The pictures are to be left out, and all remaining data is to be transcribed exactly as it appears.

STORED DATA section start

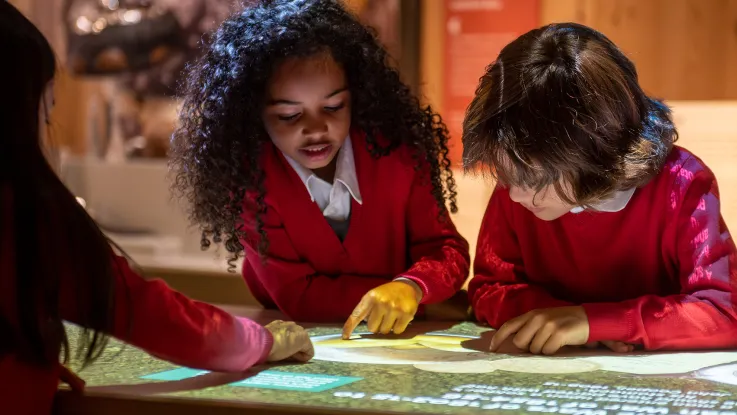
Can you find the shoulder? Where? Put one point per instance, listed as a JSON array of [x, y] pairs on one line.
[[685, 177], [683, 169]]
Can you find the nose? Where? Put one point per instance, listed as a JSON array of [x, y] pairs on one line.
[[314, 126], [518, 194]]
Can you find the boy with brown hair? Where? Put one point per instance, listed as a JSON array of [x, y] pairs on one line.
[[600, 229]]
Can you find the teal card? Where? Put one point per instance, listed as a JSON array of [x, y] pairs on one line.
[[270, 379]]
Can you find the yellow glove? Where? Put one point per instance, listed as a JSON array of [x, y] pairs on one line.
[[389, 307], [290, 342]]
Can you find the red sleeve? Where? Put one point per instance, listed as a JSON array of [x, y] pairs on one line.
[[703, 315], [439, 254], [166, 324], [500, 290], [294, 286]]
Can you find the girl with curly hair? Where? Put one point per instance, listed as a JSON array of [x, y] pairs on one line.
[[300, 146], [56, 264], [600, 229]]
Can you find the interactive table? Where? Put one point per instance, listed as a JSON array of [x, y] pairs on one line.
[[434, 368]]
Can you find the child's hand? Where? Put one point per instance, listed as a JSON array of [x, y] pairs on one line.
[[545, 331], [290, 342], [388, 307]]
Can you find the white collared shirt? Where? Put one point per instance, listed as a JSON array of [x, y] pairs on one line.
[[617, 202], [334, 199]]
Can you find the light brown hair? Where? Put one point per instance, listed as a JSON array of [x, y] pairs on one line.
[[562, 104]]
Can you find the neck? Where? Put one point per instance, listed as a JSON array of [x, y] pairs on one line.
[[327, 173]]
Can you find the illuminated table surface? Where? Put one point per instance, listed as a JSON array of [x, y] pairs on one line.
[[435, 368]]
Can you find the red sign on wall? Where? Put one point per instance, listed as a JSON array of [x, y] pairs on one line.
[[475, 33]]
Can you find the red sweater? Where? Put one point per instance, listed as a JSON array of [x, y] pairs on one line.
[[659, 273], [149, 315], [310, 275]]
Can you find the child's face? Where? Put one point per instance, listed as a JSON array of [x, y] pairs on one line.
[[308, 110], [545, 204]]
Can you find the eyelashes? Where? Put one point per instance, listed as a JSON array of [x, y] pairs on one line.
[[293, 117]]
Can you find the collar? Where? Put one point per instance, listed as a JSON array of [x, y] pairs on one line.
[[614, 204], [345, 172]]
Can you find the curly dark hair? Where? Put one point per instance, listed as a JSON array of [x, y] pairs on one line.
[[216, 149]]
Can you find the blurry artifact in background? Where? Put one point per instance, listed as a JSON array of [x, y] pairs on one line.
[[138, 49]]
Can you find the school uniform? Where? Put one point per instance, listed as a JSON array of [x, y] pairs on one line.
[[654, 266], [148, 315], [331, 243]]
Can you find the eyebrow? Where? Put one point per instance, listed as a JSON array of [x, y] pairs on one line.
[[288, 102]]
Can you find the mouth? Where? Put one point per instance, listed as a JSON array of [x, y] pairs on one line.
[[534, 209], [316, 152]]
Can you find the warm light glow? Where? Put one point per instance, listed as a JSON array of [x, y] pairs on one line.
[[84, 25], [99, 25], [132, 16]]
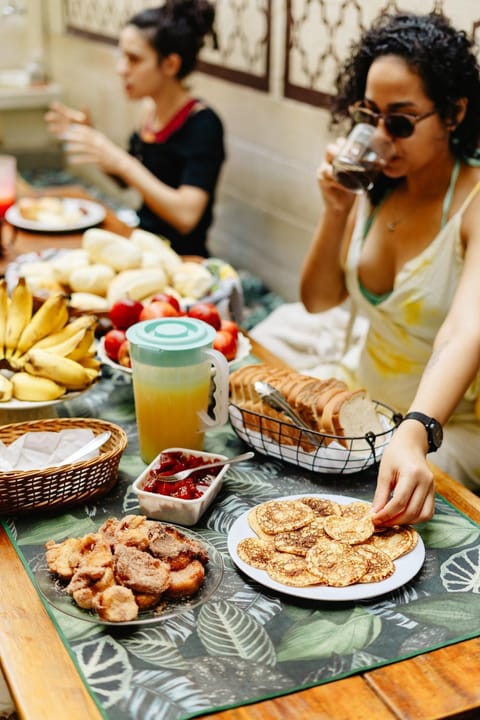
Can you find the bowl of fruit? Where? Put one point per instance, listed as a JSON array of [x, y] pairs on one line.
[[114, 349]]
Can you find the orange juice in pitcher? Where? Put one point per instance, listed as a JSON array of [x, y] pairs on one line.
[[172, 360]]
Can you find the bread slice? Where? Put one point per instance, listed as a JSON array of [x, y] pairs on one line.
[[350, 414]]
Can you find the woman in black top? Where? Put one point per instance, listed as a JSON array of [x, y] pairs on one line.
[[175, 157]]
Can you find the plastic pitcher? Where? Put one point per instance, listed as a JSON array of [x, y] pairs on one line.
[[172, 361]]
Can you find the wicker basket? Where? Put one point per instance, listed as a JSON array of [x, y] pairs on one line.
[[314, 451], [64, 486]]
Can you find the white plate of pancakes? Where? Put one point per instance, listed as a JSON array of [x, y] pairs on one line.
[[289, 567]]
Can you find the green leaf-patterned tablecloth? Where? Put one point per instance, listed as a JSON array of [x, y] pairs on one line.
[[247, 642]]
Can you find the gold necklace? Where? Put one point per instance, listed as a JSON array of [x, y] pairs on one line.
[[391, 226]]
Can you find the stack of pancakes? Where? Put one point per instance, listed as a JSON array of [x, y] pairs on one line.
[[315, 541]]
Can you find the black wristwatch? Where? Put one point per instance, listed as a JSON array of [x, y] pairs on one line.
[[432, 426]]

STORED DATA section end

__EXPECTED ANSWER__:
Can you find the shoulder? Where? Put one point per instance, listed as a JSON array of [x, y] pairs on one line.
[[685, 177], [683, 169]]
Can you find the nose? Where? Put one point per instance, listed as a JSON array of [x, y] pairs on one line.
[[314, 126], [518, 194]]
Can you find the boy with brown hair? Where? Put one point per instance, listed as a JSON array of [x, y] pairs on one line.
[[600, 229]]
Can you find the teal card? Where? Put one point per instance, listed as a JSON array of [x, y] pairs on one line.
[[270, 379]]
Can you find the yellow glove? Where? Put one point per instance, listed as a JSON array of [x, y] pairs on one line.
[[389, 307], [290, 342]]
Can you find the red sleeve? Where? Put one point per instance, listed as a JSON array of [x, y] pairs on one line.
[[703, 315], [439, 254], [166, 324], [500, 290], [294, 286]]
Can you find the girl with curly hair? Where? Put one point per instance, listed as a JSON array of [x, y] pairs on one line.
[[300, 146], [56, 264], [600, 229]]
Can you find the interactive table? Where? Put one point per instance, listed as a JSON array of [x, y] pairs on one line.
[[434, 368]]
Can you find the child's hand? Where? Put one point per instance, listed as a JSON array of [x, y] pairs on one line.
[[545, 331], [290, 342], [388, 307]]
Can you find the white collared shirt? Where? Put one point per instance, listed as a JSON array of [x, y] pairs on one line.
[[617, 202], [334, 199]]
Can you find the light brown hair? Where? Put one point per instance, listed as a JSON array of [x, y] pairs on one line.
[[562, 104]]
Can you find the neck? Where? Put one point per instance, listed as a JSON array of [x, y] pairs on one line.
[[327, 173]]
Can you find the illuminated table surface? Where? Put one point per instance, listed as a JSON array of [x, y] pairs on one line.
[[435, 368]]
Can you find the red sign on wall? Where? Put one point per instance, listed as a JSON array of [x, y] pairs on one line.
[[475, 33]]
Can you find the red sweater? Where? Put one point per instance, listed as a JSON array of [x, y] pairs on one line.
[[659, 273], [149, 315], [310, 275]]
Can you find the child's face? Where? Put one point per instance, listed as a JSON array of [x, y] pairs on one line.
[[308, 110], [545, 204]]
Can you find the eyelashes? Where? Put one point per instance, listed as a JSON array of [x, y] pairs on one line.
[[293, 117]]
Can you find the collar? Where? Put one point per instance, listed as a JSON array of [x, y] pairs on one line.
[[614, 204], [345, 172]]
Can you find the curly dark hair? Where? Put one point per instance, listed as a JSON array of [x, y] pairs on one line.
[[216, 149]]
Can you find the blurry artifact in background? Where? Put one point per instance, listed as a JSON array of [x, y] pairs on one line.
[[138, 49]]
Can you find the school uniform? Where? Put one point per instance, listed as a JSON array of [x, y] pairs on one line.
[[654, 266], [148, 315], [331, 243]]
Can you find the eyebrow? Where? Put one point per instance, listed as a JSON array of [x, y] pairs on one line.
[[288, 102]]
Can you find the mouth? Where? Put one point per instance, listed as a JSON array of [x, y] pairs on one line.
[[534, 209], [316, 152]]
Can you find the warm light glow? Where? Put one point per instance, listed as a JSON array of [x, y] pairs on one line.
[[84, 25], [99, 25], [132, 16]]
Can you find the bowl of fruit? Where? Put one point per instance, listed as a JSON array of [x, y] pairs on one line.
[[114, 349]]
Can you find the orange juice in pitcher? Where? Put one point per instance, listed as a JSON array of [x, y] pairs on one line.
[[172, 360]]
Can you find the bread slice? Where? Put one point per instance, listed as a JSON array of [x, y] pairs on one line.
[[350, 414]]
Can you find the woman in black top? Where? Put one point per instance, listed as a JSON array of [x, y] pairs on one line.
[[175, 157]]
Can you find the plastic pitcher? Where? Put one point per instance, listed as a JSON array of [x, y] pairs on one line.
[[172, 361]]
Can you find the wicker basket? Where? Put one point per instance, listed as a JSON array of [x, y] pairs on one line.
[[314, 451], [64, 486]]
Can you find the white plate of pancakes? Where? Put one point per instance, listed as a JSON array of [x, y] pairs on one line.
[[289, 567]]
Can you find the green leaf-patterned tablecloth? Where? Put one point per instance, listed as a JSON array of [x, y] pairs on one line.
[[247, 642]]
Can you find the gold necklace? Where? Put one point per instance, listed as a JSON array of [x, y] pairs on one line.
[[391, 226]]
Can you find the stack of pancakes? Where? Put one point per instance, listed as a JSON array of [x, y] pairs on one line.
[[315, 541]]
Can you find the black wristwatch? Where? Put one point per instance, listed as a JSON array of [x, y] pairs on one line.
[[432, 426]]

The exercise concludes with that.